#### QUESTIONS
A) Decide whether each statement below agrees with the data-sharing article, and answer yes or no for each, quoting the words of the article that decide it.
(i) The survey asked more than 1,000 life-sciences researchers for their views.
(ii) Data disclosure policies at specific journals were found to be the most effective in encouraging data-sharing.
(iii) About half of the respondents said the norms in their fields and the behaviors of advisers encouraged data-sharing.
B) According to the data-sharing article, who wrote the study, and what position does that person hold?
C) Summarize the data-sharing article in two sentences.

#### TEXT SHOWN
*** Begin section ***
Sharing data from new experiments allows scientific researchers to build on each other's work quickly, as they avoid the kind of duplication that can slow down the scientific process.

Data-sharing is good for science as a whole, but for individual scientists, the pressure to publish and the potential patents and royalties that come with novel findings provide a disincentive to open data-sharing.

A recent survey, with results published this month in the open-access online journal PLOS ONE, asked more than 1,000 life-sciences researchers what they thought worked in encouraging behaviors of posting data sets online and making biological materials available to other researchers.

It found National Institutes of Health policies, including those that require data-sharing plans as part of many grant applications, were the most effective of those surveyed.

"The NIH is basically, by tying the data-sharing to funding, able to get everybody to share," said Drexel University health policy professor Genevieve Pham-Kanter, the study's author.

Less effective were data disclosure policies at specific journals, which only a third of survey respondents said were influential in encouraging data sharing.

About half of the respondents said norms in their respective fields, and the behaviors of advisers, were influential in encouraging data-sharing.

Dr. David Chen, a urologic oncologist at Fox Chase Cancer Center who serves as a peer reviewer for academic journals, said the findings, as well as the advent of more open-access journals, are part of a larger movement in science.

"I think it reflects that the culture in science in general is expecting people to share data more, that the expectation exists that there should be more open disclosure," Chen said.
*** End section ***
#### LISTED RECORDS
*** Begin section ***
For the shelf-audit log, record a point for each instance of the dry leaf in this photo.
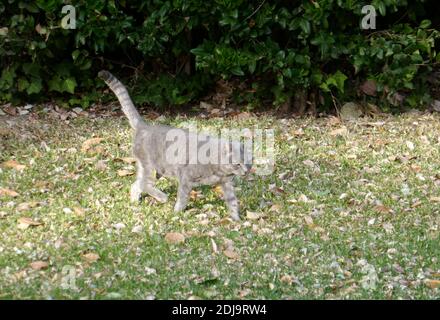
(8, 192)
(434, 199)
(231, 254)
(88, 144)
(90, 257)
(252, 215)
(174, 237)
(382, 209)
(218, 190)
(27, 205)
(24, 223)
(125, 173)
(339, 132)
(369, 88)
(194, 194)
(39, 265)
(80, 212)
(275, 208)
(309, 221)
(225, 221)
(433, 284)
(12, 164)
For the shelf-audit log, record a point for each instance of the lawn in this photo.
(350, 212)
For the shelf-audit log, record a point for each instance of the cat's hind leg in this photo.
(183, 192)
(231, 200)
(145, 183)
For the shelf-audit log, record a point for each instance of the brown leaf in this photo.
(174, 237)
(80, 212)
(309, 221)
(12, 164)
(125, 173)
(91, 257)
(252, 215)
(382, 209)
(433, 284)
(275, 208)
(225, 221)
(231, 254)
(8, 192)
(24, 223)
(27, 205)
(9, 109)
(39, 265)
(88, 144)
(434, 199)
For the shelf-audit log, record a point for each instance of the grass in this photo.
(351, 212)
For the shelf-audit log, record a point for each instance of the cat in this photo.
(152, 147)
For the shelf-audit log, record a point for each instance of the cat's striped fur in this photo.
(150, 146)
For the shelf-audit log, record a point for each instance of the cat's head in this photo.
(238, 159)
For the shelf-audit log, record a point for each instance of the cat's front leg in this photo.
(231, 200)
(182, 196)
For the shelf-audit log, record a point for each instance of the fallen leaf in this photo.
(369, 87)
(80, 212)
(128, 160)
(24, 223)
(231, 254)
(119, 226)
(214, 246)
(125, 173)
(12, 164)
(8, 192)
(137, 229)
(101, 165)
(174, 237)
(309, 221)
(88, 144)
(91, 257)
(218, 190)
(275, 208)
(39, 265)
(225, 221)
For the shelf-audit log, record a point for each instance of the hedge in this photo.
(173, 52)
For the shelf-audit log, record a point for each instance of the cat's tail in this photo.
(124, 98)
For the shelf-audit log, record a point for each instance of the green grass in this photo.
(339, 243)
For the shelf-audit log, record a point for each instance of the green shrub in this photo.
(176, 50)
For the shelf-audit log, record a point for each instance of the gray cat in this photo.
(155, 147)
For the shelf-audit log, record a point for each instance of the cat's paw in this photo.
*** End section ***
*** Begin section ***
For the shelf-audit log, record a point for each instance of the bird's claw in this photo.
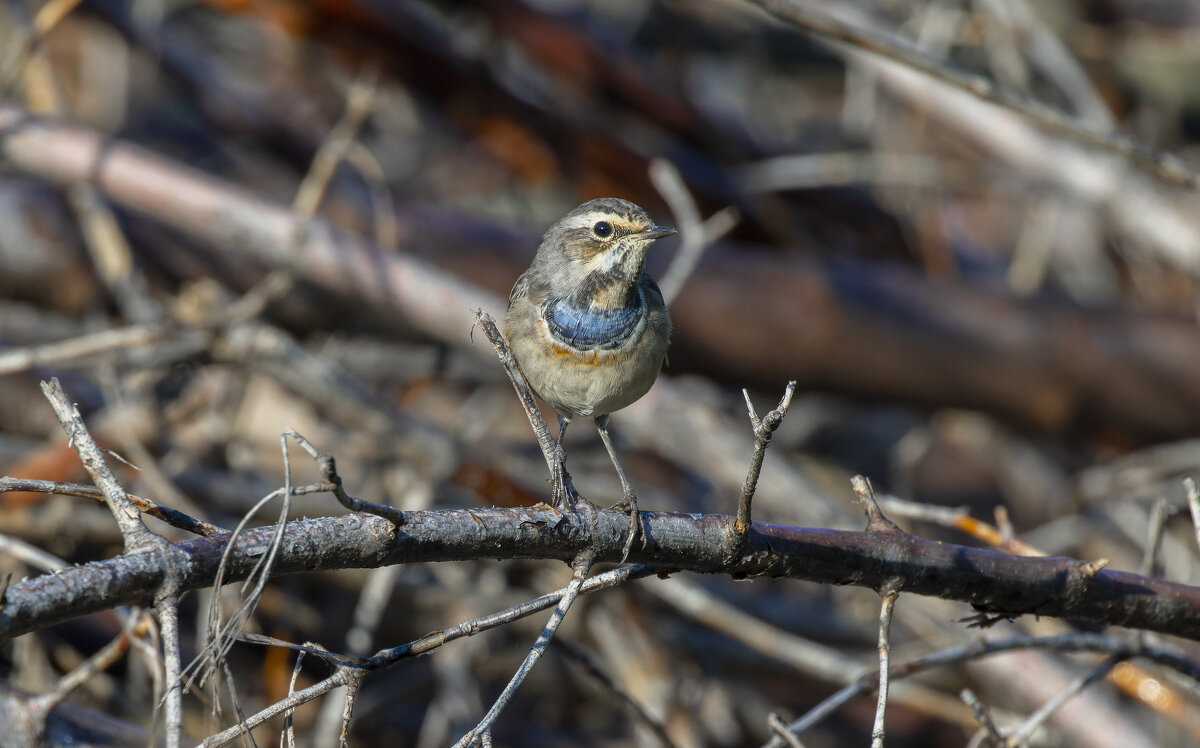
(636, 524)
*** End section ***
#### YOUR WRITTEN ANSWERS
A)
(i) Yes: "asked more than 1,000 life-sciences researchers what they thought worked in encouraging behaviors of posting data sets online"
(ii) No: "Less effective were data disclosure policies at specific journals, which only a third of survey respondents said were influential in encouraging data sharing."
(iii) Yes: "About half of the respondents said norms in their respective fields, and the behaviors of advisers, were influential in encouraging data-sharing."

B) Genevieve Pham-Kanter wrote the study; she is a health policy professor at Drexel University.

C) Data-sharing benefits science as a whole, but the pressure to publish and the prospect of patents and royalties discourage individual scientists from sharing openly. A survey of more than 1,000 life-sciences researchers, published in PLOS ONE, found that National Institutes of Health policies tying data-sharing to funding were the most effective encouragement, while journal disclosure policies were less effective.